* **Work to complete**: Rescale the following records, beginning at the line that contains "Note to the class: point out the timer" and stopping after the line that contains "<point>1001,78</point>". Reproduce only those lines, requests included, with every coordinate in the answers multiplied by 1.4 and rounded to a whole number, halves rounded up.

(Coordinate annotation records)
----

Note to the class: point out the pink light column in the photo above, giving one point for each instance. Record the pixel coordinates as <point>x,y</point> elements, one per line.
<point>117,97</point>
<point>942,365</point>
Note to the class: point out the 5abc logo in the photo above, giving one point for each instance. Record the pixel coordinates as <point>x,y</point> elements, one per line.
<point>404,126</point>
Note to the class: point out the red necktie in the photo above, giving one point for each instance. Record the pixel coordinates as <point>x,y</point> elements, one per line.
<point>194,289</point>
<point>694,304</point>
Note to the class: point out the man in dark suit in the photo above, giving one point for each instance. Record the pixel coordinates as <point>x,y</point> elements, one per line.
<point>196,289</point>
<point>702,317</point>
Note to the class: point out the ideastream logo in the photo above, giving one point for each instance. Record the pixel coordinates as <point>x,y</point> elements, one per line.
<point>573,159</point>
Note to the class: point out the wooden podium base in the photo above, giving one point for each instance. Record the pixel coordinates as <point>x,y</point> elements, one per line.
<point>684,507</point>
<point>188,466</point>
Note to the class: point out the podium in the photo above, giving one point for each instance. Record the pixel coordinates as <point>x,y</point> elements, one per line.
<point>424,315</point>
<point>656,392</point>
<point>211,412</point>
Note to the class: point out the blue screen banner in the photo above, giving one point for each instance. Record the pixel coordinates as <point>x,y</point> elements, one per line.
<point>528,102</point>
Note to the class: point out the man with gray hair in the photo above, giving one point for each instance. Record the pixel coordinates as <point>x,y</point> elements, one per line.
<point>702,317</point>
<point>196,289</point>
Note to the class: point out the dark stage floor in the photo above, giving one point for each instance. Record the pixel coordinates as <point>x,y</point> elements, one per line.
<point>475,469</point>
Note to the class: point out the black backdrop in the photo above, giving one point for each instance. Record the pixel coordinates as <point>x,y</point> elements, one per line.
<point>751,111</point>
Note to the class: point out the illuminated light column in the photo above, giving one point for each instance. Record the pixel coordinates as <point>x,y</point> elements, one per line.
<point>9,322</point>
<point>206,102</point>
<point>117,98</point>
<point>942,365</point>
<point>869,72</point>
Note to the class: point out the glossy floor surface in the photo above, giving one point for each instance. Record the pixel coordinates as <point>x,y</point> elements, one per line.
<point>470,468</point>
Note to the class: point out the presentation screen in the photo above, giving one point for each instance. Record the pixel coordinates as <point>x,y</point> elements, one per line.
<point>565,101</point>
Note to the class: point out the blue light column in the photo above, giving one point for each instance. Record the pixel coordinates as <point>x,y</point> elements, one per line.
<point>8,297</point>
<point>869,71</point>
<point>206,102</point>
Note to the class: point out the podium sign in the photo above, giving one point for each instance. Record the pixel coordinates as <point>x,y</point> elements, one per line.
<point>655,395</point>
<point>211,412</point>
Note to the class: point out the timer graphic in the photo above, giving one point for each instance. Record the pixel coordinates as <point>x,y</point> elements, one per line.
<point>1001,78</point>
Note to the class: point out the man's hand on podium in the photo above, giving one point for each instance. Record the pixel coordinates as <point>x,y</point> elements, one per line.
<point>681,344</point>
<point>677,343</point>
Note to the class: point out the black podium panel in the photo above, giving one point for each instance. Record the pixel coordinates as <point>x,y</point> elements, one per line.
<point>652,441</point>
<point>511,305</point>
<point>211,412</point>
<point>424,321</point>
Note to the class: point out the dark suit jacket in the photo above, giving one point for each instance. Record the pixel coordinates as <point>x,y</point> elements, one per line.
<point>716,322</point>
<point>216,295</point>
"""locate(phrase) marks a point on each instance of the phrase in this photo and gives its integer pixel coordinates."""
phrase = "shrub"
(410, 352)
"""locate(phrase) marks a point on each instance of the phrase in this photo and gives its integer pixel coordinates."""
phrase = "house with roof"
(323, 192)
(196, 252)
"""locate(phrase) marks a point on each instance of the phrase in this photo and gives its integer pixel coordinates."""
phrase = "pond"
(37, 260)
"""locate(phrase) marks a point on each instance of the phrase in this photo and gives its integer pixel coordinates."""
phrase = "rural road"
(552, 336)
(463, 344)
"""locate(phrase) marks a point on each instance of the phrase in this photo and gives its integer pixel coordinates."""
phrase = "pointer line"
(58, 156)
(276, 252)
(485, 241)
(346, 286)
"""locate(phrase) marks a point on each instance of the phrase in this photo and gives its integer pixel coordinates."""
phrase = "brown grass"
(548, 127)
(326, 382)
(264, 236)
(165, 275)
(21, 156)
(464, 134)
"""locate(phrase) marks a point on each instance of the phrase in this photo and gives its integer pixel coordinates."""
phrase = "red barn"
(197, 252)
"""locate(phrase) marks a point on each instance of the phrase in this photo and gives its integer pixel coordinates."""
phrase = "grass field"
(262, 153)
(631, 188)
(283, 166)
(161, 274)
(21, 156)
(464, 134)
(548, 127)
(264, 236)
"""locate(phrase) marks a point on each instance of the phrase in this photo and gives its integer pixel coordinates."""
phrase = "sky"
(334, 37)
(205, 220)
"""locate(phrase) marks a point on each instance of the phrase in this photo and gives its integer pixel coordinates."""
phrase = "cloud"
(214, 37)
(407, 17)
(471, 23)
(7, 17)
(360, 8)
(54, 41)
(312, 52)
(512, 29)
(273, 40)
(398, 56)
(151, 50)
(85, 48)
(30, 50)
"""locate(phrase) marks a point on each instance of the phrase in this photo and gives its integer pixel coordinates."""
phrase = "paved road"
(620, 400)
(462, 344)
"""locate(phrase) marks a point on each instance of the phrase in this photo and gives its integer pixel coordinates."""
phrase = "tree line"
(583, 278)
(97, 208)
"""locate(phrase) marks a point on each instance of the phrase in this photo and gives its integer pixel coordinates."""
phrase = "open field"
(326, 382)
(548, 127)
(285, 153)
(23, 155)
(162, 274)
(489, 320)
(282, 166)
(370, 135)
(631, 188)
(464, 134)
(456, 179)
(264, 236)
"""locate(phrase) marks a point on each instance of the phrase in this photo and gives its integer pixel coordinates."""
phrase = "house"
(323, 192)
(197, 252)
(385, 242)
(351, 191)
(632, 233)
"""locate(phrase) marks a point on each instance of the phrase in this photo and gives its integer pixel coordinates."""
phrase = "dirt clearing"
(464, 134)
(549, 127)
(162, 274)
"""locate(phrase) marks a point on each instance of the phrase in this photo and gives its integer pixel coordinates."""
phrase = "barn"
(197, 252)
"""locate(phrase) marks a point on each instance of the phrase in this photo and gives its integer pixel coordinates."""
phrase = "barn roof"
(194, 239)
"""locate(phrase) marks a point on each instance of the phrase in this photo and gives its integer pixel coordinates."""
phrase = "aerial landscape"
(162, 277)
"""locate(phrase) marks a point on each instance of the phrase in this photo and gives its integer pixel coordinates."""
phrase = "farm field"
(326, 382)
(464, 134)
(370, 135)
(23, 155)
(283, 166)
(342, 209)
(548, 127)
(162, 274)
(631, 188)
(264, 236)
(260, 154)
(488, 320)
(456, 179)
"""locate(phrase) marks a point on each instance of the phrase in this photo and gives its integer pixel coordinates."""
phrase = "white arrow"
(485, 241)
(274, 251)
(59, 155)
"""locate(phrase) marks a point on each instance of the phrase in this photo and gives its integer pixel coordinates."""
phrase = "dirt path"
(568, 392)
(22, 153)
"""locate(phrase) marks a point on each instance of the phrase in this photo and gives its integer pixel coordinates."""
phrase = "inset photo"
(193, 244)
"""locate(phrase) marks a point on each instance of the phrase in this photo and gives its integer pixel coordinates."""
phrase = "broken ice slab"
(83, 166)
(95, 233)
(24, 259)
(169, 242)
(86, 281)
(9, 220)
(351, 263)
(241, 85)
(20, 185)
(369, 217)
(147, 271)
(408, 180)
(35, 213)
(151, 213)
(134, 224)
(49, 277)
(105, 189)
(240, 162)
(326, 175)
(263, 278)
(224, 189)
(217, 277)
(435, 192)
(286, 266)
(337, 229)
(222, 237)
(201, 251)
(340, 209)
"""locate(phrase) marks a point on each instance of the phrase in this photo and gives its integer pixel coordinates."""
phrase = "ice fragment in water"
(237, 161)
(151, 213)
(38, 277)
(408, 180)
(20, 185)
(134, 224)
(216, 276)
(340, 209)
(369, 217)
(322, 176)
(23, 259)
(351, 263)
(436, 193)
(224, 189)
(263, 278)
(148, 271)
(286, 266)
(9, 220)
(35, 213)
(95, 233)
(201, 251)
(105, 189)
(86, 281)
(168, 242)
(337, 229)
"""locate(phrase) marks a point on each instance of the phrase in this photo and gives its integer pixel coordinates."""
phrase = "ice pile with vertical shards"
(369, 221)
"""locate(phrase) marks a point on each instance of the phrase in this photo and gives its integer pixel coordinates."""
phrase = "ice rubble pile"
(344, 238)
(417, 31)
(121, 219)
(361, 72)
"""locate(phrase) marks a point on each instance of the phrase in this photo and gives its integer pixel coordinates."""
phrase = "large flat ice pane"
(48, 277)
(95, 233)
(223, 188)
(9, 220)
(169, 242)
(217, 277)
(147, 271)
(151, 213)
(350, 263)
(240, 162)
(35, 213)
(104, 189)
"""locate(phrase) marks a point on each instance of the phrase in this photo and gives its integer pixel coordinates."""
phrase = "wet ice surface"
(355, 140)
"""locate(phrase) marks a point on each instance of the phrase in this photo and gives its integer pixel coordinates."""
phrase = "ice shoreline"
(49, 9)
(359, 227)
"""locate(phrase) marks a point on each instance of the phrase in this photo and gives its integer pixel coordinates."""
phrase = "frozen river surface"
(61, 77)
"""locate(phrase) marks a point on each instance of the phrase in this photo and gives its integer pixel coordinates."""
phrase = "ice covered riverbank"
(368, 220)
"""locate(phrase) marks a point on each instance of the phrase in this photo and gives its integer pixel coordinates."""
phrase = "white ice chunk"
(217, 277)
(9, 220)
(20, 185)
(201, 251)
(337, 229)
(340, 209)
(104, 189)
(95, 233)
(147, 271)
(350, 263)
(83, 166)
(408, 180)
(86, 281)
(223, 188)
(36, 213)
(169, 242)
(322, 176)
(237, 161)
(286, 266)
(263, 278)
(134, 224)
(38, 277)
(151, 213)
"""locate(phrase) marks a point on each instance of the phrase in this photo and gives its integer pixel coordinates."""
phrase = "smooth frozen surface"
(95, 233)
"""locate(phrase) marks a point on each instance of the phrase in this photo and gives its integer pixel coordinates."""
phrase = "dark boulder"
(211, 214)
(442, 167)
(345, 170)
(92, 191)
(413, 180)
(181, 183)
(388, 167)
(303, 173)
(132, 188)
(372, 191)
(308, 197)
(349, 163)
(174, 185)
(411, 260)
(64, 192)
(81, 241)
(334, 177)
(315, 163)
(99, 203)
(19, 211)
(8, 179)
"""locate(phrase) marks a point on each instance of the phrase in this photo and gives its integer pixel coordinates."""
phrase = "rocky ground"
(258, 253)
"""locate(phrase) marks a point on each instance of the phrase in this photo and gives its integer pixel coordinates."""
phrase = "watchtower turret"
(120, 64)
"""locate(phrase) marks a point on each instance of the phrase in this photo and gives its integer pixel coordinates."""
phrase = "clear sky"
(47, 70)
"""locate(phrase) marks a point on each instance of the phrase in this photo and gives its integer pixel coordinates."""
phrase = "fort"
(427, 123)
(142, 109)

----

* **Task answer**:
Note to the class: point out the timer graphic in the photo above, giving one point for each instance. Record the pixel coordinates as <point>x,y</point> elements, one per line.
<point>1401,109</point>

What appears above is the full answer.